* **THE PROBLEM**:
Return each line of the items below that contains the string "dark", matching case exactly.

-=-=-

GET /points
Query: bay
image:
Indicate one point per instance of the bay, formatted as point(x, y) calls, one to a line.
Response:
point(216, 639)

-=-=-

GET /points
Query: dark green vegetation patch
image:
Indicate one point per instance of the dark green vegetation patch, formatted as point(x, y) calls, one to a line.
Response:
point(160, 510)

-=-=-

* **CORRECT RESPONSE**:
Query: dark green vegetation patch
Indicate one point per instance of the dark green vegetation patch, formatted as point(x, y) calls, one to a line.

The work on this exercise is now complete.